_Exercise requirements:_
• 1. Please list every date or time period that the passage on ancient flood traditions and the Temptation Seal mentions.
• 2. Carry on the passage on ancient flood traditions and the Temptation Seal from the point where it stops.
BEGIN Passage given
Surviving copies of Sumerian Kings date to 2100 BC (before flood)

 

“After the flood had swept over the earth and when kingship was lowered again from heaven.”

 

We must also include that Chinese, Central and South American, Egyptian, Assyrian, Persian, Hindu, Greek, and also every world civilization has flood traditions about the wrath of God bring it on mankind; also a hero told to build a ship to take every kind of animal and bird.   Pictures of fragment 6 inches high, a copy of Gilgamesh epic from 7th century BC found in Nineveh, found at Megiddo.

 

2.       The Fall of Man (Gen. 3)

 

This is recorded in the so-called “Temptation Seal,” dated about 3500 BC and found near Ninevah.   It was discovered by Speiser in 1932.   It shows a naked man and woman, bent over, as if broken-hearted, followed by a serpent.
END Passage given
BEGIN Raw records
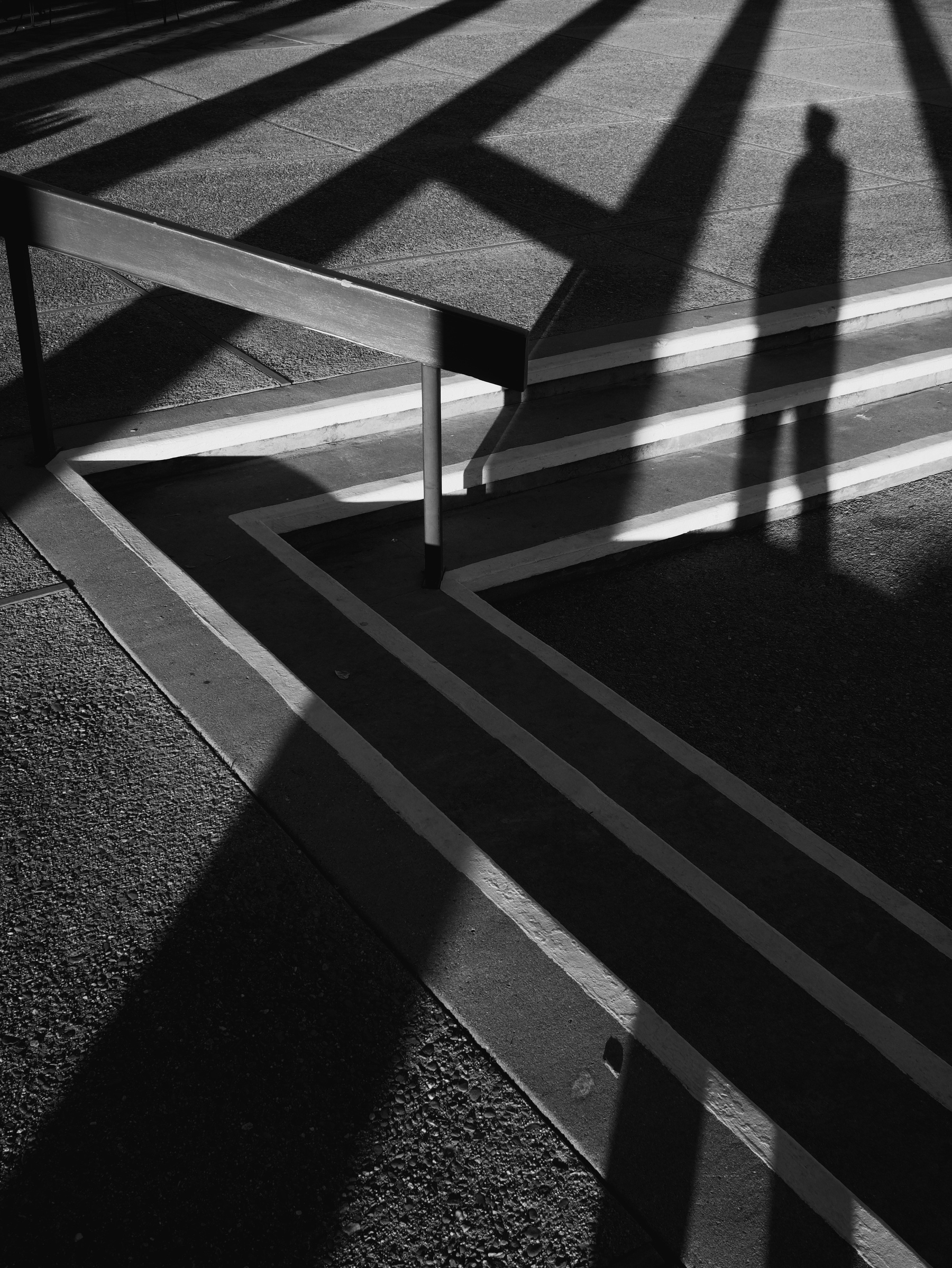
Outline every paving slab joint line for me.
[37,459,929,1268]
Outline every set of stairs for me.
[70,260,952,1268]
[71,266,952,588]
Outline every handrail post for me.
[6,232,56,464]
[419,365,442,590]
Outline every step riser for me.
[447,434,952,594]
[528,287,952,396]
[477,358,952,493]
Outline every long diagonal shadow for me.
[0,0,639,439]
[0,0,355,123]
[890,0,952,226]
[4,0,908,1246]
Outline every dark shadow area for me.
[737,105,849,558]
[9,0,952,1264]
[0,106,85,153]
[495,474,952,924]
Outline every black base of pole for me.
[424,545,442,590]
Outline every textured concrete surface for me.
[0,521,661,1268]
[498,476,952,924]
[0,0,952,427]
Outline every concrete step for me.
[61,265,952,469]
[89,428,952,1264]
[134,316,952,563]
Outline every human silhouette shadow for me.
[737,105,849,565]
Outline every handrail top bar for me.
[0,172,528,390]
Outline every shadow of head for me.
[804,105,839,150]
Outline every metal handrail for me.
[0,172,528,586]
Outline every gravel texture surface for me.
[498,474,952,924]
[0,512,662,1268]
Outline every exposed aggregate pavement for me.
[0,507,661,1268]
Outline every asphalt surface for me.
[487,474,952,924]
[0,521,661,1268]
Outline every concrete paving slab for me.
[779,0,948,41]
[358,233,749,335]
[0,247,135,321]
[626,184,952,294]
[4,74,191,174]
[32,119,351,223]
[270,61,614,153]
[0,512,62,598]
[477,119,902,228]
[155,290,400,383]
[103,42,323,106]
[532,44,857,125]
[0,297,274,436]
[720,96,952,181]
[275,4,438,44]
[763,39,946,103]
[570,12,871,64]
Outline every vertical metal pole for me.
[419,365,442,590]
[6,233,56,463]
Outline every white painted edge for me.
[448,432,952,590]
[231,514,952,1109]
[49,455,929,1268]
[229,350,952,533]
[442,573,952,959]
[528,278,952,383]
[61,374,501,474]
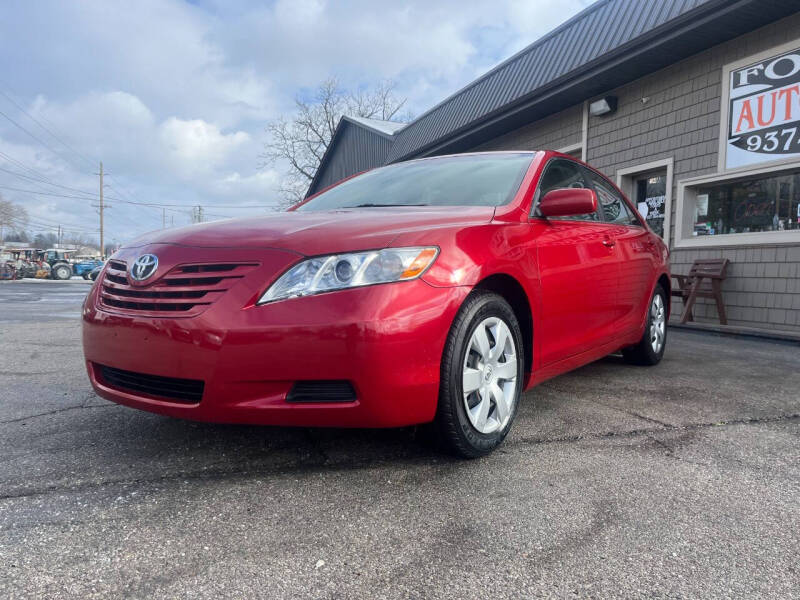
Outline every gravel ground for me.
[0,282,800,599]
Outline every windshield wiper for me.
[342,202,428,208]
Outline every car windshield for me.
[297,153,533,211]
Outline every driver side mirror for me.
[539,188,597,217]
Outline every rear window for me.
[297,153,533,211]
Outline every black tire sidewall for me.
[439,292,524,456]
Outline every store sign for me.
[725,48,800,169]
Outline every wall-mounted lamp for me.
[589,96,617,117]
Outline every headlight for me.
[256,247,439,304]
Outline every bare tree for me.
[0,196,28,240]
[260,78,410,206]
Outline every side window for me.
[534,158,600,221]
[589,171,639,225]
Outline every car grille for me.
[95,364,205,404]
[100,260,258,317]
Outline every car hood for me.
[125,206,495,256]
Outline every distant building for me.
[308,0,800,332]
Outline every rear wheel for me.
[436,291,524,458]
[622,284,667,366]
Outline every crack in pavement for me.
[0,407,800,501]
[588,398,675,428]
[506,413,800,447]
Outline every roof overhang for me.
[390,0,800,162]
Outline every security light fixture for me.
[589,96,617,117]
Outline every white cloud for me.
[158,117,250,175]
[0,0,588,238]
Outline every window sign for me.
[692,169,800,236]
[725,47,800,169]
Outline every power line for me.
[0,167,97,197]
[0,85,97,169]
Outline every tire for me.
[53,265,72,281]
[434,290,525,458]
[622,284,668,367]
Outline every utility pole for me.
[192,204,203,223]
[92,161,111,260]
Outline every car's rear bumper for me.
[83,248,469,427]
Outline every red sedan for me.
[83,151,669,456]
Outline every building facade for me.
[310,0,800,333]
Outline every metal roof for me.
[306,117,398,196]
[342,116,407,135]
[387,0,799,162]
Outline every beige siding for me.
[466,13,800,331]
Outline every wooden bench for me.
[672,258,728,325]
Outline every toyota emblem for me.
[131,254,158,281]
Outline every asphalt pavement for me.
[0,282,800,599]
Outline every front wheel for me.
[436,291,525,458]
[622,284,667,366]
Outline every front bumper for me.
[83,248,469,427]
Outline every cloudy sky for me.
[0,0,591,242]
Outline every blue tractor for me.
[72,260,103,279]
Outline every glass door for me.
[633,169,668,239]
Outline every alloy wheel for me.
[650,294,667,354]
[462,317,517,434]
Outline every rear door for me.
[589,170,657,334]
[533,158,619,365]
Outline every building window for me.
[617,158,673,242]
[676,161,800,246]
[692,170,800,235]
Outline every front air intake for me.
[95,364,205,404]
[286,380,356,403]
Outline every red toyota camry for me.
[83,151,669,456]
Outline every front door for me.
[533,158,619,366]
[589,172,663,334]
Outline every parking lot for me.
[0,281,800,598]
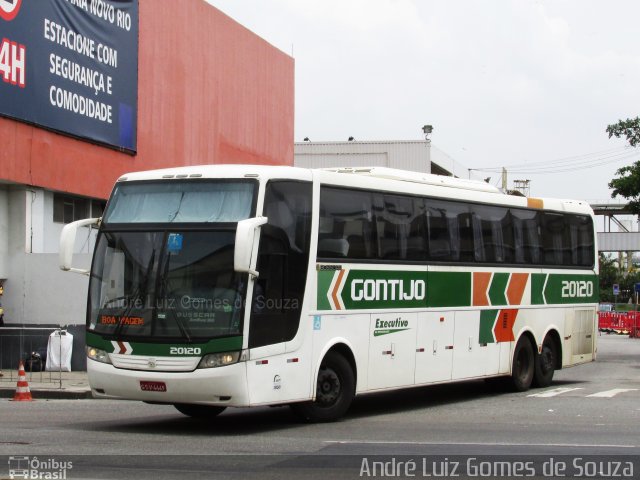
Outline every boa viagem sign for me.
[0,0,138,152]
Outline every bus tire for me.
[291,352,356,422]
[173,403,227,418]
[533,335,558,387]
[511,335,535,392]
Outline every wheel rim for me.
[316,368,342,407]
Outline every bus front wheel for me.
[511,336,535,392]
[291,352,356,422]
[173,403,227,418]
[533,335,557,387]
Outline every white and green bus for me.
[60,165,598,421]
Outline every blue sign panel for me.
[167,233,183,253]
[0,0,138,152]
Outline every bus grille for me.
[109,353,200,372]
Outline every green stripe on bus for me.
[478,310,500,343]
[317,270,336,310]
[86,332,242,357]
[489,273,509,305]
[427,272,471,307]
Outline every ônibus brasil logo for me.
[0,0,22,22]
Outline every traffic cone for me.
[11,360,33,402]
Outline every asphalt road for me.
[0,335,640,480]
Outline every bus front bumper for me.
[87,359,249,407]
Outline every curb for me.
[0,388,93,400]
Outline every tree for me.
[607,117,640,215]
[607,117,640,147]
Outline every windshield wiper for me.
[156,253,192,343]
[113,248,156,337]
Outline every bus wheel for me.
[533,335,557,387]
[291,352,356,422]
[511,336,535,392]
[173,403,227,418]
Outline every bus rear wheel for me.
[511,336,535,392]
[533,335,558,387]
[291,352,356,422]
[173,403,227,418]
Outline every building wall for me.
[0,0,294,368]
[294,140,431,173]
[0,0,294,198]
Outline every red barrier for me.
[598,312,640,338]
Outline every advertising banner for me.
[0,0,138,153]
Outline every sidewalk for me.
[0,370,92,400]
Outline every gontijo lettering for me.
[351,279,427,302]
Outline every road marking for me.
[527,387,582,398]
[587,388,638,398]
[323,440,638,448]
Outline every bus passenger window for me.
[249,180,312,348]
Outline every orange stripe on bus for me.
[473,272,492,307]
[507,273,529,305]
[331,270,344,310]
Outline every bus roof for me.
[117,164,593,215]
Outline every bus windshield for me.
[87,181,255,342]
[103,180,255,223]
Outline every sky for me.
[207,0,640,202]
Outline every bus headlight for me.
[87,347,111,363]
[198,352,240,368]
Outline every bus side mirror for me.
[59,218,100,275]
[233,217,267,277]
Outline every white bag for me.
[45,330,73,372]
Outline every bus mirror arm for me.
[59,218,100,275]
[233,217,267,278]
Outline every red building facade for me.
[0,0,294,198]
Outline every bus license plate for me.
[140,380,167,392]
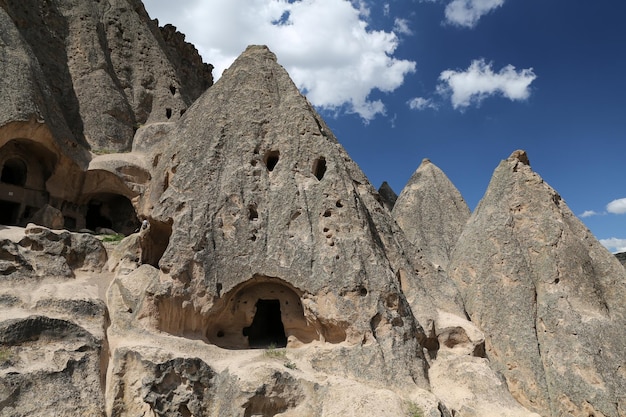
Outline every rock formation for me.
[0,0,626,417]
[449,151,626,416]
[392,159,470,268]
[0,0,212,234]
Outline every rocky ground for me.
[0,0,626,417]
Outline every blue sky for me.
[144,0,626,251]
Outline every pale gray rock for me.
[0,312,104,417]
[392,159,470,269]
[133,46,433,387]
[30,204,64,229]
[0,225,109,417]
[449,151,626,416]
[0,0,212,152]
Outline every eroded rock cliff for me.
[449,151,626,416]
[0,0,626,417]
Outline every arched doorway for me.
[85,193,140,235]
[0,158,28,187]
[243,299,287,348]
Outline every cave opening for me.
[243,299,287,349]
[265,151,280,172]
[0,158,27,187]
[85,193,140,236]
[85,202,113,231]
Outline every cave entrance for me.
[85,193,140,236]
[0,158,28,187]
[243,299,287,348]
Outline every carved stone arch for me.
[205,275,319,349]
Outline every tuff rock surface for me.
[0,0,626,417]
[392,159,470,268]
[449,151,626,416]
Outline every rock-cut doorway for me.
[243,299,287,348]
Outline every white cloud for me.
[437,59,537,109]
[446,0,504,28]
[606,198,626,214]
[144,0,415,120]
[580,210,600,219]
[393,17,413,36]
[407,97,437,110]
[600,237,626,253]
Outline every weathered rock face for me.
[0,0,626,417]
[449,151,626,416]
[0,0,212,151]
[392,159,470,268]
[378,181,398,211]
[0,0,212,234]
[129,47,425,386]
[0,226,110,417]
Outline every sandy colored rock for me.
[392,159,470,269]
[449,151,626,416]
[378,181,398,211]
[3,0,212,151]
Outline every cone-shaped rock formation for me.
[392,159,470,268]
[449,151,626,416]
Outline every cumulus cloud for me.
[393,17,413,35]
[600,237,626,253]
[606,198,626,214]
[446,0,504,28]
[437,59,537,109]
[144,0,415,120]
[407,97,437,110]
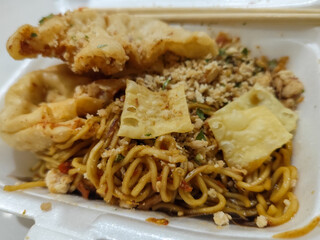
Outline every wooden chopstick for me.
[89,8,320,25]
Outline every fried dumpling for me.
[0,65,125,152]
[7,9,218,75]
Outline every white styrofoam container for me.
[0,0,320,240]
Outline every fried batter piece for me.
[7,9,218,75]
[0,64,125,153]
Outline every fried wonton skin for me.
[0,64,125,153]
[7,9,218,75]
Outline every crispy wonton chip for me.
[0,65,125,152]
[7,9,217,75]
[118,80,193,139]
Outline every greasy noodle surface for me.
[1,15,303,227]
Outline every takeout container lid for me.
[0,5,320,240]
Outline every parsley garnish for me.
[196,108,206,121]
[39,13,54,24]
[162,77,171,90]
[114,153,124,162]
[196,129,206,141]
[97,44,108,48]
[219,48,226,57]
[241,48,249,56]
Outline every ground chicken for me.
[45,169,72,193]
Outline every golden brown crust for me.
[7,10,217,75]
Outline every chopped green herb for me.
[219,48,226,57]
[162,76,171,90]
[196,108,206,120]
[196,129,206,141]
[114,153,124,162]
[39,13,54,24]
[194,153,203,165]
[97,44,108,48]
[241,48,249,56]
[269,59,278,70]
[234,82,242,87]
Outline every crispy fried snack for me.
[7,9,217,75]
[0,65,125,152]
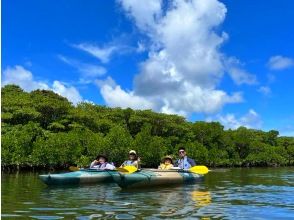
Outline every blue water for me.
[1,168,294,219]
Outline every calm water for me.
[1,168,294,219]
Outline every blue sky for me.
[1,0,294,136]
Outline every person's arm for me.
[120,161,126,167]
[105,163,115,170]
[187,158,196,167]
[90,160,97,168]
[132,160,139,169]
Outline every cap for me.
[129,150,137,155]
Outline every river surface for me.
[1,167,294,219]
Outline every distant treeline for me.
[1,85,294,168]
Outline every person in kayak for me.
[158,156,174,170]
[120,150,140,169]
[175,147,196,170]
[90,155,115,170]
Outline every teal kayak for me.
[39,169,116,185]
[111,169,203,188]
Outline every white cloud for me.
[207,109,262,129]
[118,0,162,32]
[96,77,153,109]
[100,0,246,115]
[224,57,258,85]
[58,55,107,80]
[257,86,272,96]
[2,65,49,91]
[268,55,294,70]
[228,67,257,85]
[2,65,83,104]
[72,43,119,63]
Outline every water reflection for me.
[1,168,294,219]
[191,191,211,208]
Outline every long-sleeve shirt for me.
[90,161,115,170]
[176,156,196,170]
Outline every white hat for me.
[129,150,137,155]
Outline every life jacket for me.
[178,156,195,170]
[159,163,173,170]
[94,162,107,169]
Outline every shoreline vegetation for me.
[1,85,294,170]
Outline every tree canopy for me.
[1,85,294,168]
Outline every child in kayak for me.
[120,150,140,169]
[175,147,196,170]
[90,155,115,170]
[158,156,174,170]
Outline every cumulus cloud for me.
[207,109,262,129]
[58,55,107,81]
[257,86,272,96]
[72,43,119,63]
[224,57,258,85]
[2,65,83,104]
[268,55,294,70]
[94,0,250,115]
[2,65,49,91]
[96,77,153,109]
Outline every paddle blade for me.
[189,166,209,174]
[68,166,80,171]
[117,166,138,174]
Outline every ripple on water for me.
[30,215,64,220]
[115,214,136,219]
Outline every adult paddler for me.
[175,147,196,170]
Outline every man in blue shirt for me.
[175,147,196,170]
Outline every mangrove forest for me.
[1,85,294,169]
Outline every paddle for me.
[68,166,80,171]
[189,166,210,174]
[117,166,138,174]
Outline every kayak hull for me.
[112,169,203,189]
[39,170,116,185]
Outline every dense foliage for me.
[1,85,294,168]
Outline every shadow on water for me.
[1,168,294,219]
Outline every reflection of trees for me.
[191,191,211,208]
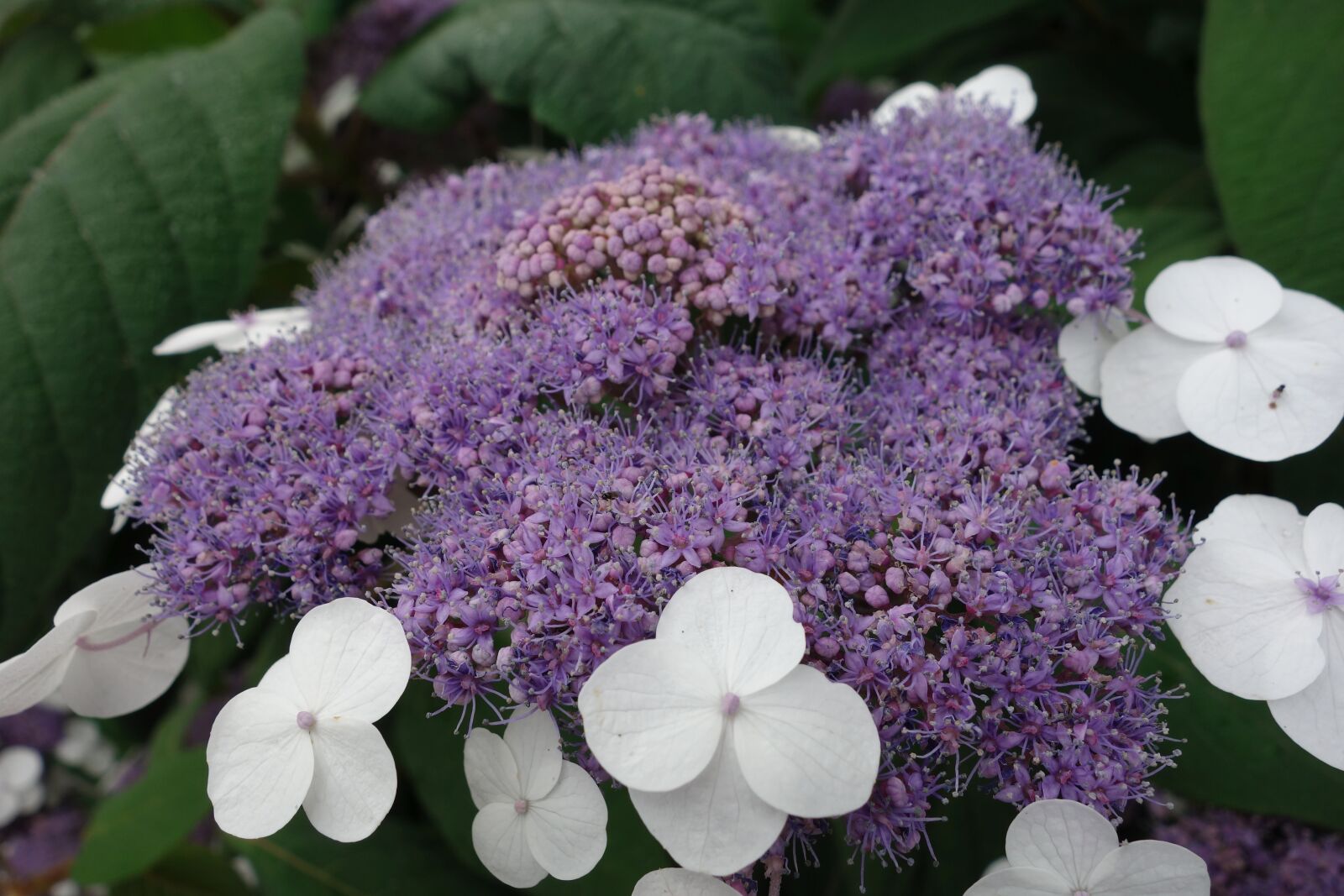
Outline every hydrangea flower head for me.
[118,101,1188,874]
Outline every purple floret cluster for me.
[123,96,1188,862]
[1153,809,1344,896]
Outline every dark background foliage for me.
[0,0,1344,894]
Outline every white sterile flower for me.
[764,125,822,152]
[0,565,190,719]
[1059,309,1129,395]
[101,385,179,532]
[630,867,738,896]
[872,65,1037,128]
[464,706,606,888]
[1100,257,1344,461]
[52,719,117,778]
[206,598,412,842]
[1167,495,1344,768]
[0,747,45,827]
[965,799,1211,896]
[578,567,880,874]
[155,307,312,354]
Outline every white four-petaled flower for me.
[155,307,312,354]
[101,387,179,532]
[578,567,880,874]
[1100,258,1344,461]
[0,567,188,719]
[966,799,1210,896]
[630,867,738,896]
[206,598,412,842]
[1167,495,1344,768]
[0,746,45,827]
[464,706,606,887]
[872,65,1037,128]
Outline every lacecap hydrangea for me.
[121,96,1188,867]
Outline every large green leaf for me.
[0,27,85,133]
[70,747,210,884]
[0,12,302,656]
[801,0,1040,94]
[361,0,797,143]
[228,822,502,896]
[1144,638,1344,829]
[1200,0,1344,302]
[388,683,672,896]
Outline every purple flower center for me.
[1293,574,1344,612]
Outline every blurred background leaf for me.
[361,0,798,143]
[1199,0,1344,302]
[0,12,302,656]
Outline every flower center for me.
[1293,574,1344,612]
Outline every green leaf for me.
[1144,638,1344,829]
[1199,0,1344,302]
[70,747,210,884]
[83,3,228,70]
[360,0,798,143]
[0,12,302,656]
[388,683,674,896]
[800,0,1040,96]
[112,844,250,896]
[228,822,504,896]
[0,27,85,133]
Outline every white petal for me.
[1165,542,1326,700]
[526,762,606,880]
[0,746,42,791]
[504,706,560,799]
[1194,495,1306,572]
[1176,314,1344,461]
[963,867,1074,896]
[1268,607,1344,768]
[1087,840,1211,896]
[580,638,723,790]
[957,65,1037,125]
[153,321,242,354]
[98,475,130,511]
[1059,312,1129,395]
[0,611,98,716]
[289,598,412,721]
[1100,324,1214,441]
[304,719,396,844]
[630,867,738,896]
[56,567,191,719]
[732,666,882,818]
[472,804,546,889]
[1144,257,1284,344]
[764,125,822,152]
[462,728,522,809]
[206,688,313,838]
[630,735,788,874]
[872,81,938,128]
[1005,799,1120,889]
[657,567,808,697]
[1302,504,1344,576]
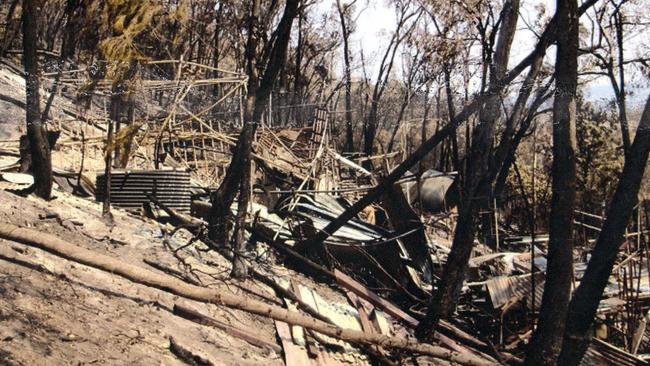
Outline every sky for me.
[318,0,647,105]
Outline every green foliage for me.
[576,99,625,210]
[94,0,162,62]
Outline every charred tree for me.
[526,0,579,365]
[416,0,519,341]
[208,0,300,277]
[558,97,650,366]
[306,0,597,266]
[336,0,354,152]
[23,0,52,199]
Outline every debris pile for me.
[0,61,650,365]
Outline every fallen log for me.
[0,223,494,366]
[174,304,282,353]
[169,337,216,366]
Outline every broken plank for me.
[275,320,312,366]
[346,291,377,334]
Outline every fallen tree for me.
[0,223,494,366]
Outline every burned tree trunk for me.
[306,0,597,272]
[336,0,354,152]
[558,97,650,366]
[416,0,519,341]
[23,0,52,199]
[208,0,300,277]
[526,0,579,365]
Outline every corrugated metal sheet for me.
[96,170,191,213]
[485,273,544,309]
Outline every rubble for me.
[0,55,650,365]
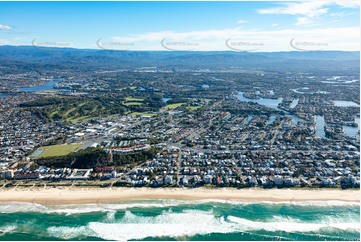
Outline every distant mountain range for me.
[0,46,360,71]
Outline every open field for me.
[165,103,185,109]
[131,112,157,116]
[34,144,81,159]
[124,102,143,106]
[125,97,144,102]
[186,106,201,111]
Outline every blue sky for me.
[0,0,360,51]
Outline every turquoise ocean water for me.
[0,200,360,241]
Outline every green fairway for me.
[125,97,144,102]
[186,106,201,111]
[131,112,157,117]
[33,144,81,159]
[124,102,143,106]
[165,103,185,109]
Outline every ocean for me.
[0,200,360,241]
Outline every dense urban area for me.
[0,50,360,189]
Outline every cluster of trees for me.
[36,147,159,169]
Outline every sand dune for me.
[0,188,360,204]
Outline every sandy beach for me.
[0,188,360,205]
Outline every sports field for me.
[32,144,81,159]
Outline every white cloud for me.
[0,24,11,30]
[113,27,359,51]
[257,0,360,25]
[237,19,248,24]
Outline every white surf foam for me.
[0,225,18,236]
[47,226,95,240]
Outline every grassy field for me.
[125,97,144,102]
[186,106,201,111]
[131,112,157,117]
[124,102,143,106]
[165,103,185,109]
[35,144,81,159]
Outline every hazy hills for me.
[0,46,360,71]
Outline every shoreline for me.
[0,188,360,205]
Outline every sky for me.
END Raw records
_Outputs by task:_
• 1. 2100 BC, 7th century BC, about 3500 BC, 1932

• 2.
3.       Ur (in Iraq), home of Abraham (Gen. 11:28-31), was once thought by critics to be either non-existent myth or only some kind of rural village.   It was a giant city, occupied from 4th millennium, continued since 1800s, and considered perhaps the most magnificent city of the ancient world.  

 

Its ruins show one city on top of another, those of Abraham’s day being at the bottom.   The British Museum and University of Pennsylvania had teams under Wooley excavating there between 1922-1934.   The ziggurat or Temple Tower remains are there, along with two main temples, one to the moon god and the other to the moon goddess.   It may have been that at one time, before God’s call to leave this place, Abraham was a worshipper of these “moon gods.”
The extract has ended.